*What to do*. Turn the records, from the start through the line containing "target: red lipstick", into a Markdown table with the columns Row and Line, one row per line. Leave out any blank lines.

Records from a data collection
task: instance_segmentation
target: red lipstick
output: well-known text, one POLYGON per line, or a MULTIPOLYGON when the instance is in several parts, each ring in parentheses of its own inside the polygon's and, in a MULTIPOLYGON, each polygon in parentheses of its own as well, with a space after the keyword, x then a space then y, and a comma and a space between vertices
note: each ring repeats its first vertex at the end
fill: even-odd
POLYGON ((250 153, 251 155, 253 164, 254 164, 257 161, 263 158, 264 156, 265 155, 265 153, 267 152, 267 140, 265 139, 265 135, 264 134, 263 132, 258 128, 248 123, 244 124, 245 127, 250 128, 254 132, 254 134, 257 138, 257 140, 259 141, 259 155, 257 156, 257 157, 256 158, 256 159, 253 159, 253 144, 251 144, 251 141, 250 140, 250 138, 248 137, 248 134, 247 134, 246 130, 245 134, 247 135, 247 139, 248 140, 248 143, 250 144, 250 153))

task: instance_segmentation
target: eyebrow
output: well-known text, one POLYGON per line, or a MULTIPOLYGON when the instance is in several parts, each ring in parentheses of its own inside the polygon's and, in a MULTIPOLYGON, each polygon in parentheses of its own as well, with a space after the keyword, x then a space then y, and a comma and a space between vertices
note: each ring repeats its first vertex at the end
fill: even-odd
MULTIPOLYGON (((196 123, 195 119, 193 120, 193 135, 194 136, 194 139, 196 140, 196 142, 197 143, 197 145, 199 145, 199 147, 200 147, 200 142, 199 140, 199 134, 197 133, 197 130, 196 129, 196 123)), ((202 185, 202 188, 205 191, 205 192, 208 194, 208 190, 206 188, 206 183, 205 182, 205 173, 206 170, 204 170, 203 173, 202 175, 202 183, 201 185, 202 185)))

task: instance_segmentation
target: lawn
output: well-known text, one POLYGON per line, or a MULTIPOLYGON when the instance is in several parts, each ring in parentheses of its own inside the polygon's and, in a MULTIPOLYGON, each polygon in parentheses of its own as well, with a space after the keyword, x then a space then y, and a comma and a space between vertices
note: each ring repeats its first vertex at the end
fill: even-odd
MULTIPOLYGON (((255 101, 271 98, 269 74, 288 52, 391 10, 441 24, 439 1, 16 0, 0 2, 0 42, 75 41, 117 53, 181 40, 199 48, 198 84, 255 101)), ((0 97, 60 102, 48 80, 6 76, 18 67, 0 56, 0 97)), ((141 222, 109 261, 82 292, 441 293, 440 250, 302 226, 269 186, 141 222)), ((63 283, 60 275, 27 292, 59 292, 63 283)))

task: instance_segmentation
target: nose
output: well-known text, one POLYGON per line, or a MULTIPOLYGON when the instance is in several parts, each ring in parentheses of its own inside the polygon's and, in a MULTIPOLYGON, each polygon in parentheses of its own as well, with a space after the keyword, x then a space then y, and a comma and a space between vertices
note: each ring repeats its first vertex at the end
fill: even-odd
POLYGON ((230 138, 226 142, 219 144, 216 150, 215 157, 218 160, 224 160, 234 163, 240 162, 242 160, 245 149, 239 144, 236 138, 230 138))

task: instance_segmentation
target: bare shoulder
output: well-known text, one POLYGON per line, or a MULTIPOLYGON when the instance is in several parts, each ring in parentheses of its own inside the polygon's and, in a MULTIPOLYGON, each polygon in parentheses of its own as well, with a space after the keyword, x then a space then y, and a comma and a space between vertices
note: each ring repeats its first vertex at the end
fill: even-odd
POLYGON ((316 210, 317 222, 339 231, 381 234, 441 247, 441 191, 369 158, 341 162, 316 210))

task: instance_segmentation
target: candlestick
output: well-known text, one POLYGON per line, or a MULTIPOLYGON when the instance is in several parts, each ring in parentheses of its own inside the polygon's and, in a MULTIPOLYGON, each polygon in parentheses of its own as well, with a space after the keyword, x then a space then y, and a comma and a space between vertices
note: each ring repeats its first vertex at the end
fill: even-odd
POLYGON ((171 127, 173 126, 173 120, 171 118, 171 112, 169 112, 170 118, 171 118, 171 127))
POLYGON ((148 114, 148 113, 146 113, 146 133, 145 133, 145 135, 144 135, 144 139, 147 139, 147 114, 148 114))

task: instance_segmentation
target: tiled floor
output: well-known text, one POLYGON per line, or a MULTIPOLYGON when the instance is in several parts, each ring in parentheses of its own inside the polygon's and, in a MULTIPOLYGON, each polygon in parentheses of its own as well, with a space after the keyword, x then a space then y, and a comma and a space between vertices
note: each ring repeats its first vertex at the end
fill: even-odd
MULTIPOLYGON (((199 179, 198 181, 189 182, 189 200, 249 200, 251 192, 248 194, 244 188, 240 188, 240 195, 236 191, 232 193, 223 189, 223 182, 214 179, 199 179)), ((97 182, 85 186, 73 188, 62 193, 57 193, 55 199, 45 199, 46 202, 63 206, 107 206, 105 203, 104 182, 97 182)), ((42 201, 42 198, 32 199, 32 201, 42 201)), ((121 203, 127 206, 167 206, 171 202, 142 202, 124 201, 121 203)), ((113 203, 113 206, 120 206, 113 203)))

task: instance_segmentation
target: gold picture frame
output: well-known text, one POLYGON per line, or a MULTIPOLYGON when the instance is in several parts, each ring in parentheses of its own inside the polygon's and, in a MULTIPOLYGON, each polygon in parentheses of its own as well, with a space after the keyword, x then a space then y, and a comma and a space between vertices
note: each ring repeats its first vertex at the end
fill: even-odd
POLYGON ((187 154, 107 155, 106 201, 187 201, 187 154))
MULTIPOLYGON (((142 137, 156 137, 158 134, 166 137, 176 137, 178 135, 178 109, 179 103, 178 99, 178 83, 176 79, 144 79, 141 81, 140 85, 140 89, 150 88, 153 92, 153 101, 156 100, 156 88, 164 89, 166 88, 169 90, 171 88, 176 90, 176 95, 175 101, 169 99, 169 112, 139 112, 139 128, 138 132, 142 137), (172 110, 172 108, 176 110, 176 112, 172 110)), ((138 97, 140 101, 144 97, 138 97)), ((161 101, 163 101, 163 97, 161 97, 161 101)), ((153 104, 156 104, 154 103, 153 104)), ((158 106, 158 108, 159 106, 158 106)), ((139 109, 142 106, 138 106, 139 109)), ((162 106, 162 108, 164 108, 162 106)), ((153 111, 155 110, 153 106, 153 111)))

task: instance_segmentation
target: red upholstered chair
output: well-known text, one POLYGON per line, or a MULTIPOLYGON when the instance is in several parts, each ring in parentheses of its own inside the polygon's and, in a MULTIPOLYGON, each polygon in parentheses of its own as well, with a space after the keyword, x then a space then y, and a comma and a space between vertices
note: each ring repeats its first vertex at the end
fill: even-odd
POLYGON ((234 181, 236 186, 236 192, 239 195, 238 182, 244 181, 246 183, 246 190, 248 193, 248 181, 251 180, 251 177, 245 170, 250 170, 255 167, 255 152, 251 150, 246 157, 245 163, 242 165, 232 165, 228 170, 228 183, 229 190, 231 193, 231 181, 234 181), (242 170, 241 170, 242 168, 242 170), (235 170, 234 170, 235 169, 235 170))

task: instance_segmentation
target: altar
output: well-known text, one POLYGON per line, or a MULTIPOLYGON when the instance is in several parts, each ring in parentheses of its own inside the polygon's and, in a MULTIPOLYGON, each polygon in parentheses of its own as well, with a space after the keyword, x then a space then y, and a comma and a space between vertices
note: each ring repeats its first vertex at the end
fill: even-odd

*Task output*.
| Row | Line |
|---|---|
| 1 | task: instance_segmentation |
| 2 | target: red lipstick |